### WHAT IS NEEDED
Pick up the passage below on the JobPlant template and explicit calls to pure virtual methods, and continue it from the point at which it stops.

A JobPlant is a template class parameterized by JOBS, that finds a Worker to perform a job. The JobPlant inherits from Work for each job type in JOBS. MyJobPlant is an instance of JobPlant, and implements the virtual work methods from the associated Work abstract classes.

template <typename... JOBS>
struct JobPlant : Work<JOBS>... {
    typedef Worker<JobPlant, JOBS...> WORKER;
    bool worker(const Job &job) { return WORKER()(this, job); }
};

struct MyJobPlant : JobPlant<JobA, JobB, JobC> {
    void work(const JobA &) { std::cout << "Job A." << std::endl; }
    void work(const JobB &) { std::cout << "Job B." << std::endl; }
    void work(const JobC &) { std::cout << "Job C." << std::endl; }
};

int main() {
    JobB j;
    MyJobPlant().worker(j);
}

解决方案

You explicitly call p->Work<JOB>::work(), that is, the pure virtual method in Work<JOB>. This method is not implemented (it's pure after all).

It doesn't matter that derived classes might have implemented/overridden that method. The Work<JOB>:: says that you want the version from that class, not something from a derived class. No dynamic dispatch happens.

### RAW RECORDS
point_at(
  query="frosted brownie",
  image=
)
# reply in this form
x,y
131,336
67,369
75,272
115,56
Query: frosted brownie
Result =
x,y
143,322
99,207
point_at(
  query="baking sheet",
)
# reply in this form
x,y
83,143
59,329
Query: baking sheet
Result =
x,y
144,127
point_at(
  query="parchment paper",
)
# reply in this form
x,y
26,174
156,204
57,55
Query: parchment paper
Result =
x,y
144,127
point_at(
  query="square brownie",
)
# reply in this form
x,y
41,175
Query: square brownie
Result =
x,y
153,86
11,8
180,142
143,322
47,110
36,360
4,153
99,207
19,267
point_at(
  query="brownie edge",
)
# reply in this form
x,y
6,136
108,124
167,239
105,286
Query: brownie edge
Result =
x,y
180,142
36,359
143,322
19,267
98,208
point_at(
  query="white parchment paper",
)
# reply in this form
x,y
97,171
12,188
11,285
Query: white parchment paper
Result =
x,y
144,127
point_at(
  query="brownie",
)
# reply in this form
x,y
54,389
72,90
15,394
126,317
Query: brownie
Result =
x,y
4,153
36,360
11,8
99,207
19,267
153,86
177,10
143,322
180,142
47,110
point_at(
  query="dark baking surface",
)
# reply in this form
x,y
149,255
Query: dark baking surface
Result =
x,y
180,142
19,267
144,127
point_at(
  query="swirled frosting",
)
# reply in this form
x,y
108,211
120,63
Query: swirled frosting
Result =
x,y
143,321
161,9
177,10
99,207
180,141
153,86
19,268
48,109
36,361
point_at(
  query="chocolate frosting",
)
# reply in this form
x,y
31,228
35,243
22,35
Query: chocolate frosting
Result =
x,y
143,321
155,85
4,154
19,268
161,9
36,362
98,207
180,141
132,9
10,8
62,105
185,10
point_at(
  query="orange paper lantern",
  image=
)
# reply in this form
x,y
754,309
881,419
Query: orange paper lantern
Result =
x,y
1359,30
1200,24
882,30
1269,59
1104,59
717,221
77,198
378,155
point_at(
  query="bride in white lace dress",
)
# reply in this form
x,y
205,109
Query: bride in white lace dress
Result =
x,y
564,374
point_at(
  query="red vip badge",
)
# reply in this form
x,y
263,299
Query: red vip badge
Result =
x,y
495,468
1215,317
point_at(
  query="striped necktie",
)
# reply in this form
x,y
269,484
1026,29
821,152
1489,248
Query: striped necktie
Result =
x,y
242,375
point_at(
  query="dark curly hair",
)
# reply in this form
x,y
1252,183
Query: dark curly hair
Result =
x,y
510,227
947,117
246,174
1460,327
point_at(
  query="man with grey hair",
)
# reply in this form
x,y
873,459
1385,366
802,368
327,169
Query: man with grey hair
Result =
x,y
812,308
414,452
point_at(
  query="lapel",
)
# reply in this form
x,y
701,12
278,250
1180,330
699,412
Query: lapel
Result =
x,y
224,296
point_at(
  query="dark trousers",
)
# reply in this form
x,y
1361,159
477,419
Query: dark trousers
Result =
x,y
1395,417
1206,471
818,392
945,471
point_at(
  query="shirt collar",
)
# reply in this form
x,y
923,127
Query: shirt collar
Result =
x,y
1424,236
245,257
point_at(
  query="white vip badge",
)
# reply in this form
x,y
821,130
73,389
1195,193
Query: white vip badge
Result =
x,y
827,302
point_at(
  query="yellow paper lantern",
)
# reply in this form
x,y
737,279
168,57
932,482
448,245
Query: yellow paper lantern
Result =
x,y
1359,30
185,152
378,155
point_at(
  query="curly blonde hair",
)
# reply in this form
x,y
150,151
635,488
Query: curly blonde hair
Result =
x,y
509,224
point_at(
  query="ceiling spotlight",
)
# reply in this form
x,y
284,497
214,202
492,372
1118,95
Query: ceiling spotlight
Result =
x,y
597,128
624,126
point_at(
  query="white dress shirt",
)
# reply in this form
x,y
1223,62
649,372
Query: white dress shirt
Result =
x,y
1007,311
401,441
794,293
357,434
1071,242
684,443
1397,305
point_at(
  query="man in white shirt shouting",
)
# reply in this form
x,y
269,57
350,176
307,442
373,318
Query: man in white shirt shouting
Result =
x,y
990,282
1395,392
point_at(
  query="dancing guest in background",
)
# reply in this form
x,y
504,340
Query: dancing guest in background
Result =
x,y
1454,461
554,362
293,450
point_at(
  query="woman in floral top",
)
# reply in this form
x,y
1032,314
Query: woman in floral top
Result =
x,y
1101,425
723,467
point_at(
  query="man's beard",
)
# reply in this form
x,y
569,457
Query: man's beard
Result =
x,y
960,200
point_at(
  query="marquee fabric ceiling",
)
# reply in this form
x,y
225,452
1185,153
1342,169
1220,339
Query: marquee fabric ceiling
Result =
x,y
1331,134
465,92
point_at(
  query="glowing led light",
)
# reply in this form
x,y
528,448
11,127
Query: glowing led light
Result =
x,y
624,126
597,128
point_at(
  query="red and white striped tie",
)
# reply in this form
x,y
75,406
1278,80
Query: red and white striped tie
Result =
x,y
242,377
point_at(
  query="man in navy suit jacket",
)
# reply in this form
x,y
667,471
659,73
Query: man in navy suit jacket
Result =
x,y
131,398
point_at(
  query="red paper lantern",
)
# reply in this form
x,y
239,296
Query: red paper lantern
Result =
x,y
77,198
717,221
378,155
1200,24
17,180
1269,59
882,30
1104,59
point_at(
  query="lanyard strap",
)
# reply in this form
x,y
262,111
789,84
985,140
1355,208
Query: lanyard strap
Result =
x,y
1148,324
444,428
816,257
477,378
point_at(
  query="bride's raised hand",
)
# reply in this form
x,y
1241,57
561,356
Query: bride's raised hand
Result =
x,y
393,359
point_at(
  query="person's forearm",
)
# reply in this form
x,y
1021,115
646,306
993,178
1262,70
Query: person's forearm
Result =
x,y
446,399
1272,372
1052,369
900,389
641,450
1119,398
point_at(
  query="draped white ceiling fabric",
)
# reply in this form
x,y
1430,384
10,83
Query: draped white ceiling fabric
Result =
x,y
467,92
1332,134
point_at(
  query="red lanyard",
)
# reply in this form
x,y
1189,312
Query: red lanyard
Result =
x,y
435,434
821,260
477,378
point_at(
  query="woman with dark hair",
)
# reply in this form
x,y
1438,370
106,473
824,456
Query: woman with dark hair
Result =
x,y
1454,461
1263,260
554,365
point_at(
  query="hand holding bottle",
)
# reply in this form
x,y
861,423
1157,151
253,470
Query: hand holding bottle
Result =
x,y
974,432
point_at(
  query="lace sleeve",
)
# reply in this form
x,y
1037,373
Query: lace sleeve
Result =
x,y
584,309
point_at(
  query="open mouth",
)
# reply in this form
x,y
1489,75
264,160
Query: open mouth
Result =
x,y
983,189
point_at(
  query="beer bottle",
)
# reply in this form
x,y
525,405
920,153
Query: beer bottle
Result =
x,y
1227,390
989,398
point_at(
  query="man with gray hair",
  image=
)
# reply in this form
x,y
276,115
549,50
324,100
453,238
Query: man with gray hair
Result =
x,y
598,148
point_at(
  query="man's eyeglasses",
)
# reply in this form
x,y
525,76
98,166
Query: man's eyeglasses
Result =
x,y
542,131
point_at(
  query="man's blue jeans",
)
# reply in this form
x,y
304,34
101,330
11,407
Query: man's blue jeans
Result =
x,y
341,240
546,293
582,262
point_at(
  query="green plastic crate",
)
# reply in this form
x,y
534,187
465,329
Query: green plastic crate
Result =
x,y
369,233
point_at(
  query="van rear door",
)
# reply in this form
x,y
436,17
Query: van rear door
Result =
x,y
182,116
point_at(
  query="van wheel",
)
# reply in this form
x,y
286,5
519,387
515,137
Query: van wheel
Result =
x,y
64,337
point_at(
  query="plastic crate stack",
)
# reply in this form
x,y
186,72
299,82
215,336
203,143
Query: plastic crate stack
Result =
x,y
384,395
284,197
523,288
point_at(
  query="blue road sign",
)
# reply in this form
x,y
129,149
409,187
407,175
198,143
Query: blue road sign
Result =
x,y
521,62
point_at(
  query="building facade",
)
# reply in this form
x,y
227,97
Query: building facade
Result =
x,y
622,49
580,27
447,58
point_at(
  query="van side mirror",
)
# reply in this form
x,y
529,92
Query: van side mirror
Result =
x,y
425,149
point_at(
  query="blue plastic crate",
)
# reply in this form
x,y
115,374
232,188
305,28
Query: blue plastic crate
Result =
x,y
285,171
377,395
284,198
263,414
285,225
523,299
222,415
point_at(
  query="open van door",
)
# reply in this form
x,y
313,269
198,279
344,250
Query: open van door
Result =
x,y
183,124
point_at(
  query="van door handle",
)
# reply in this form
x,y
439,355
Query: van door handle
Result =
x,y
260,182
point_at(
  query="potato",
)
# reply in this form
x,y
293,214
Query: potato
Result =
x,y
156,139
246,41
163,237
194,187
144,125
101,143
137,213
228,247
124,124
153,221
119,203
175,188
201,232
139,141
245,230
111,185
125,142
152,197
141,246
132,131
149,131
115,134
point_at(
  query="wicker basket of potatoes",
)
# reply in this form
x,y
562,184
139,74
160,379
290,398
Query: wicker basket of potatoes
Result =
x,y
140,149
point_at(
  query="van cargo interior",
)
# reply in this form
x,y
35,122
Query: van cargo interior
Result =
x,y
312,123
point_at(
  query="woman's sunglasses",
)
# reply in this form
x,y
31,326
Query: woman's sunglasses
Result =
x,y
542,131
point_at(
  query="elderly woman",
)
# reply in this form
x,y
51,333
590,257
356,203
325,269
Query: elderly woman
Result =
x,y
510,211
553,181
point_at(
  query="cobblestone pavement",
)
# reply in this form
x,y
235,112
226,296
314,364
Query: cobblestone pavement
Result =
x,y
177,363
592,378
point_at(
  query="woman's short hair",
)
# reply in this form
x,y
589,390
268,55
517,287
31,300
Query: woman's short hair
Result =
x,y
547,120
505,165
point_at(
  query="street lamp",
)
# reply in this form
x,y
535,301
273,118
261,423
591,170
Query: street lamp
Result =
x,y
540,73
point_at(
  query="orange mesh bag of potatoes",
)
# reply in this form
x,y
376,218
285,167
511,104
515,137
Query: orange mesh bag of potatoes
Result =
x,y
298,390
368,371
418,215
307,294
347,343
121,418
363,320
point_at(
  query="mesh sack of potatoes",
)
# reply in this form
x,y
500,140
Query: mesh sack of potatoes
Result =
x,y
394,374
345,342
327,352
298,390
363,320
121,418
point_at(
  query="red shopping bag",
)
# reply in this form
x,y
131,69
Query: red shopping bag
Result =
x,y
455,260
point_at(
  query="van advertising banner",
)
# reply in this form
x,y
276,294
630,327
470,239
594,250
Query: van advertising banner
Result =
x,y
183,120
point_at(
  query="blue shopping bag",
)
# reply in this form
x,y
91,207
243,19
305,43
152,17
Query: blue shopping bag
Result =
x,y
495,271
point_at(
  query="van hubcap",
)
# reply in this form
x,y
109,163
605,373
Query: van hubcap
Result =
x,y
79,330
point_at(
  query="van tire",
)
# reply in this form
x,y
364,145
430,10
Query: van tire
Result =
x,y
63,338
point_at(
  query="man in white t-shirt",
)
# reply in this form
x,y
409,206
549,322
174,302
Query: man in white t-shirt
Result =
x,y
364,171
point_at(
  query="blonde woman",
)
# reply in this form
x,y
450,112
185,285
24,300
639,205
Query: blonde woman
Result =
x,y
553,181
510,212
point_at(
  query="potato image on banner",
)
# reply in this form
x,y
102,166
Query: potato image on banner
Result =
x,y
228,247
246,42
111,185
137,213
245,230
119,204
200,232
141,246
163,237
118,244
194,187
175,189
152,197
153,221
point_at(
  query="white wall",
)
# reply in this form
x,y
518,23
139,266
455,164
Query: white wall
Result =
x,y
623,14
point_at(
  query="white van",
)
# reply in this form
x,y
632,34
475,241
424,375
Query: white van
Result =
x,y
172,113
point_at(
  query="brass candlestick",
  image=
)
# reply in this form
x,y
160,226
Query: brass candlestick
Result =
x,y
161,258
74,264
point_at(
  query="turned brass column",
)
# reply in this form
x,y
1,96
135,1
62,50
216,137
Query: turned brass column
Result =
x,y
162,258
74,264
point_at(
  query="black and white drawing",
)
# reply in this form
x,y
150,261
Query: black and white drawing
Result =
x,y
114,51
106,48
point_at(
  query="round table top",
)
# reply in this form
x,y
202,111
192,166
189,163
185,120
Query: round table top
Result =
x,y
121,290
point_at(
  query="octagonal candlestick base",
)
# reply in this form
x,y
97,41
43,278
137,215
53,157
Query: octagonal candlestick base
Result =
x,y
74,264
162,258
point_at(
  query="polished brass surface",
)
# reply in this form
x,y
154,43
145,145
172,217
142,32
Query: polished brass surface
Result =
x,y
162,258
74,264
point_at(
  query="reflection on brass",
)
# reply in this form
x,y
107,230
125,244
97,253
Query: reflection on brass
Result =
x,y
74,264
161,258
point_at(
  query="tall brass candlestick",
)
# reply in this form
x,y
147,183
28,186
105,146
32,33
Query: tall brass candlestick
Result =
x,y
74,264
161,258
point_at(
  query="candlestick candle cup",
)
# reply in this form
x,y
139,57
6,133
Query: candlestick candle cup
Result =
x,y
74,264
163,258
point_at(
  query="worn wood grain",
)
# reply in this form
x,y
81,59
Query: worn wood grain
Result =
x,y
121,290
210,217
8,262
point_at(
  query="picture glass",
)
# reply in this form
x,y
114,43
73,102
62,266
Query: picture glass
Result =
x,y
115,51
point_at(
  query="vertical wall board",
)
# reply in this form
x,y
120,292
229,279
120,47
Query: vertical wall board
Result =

### RESULT
(Work<JOB>::work() is the syntax you would use to call a base class method from a overriding method in a derived class, and there you really want the base class method.)

---

When you remove then explicit Work<JOB>::, the result is an ambiguity error. When trying to resolve the name work, the compiler first tries to determine which of the base classes contains that name. After that, the next step then would be overload resolution amongst the different work methods in that class.

Unfortunately the first step results in ambiguity: more than one base class contains the name work. The compiler then never tries to figure out the matching overload. (They are not really overloads but conflicting with each other, since they are from different classes).

Usually this can be solved by bringing the base class method names into the derived class with using (or however it's technically called what using does). If you add using declarations for all the work methods of the base classes, the compiler finds the name work in the derived class (no ambiguity) and can then proceed with overload resolution (also not ambigious).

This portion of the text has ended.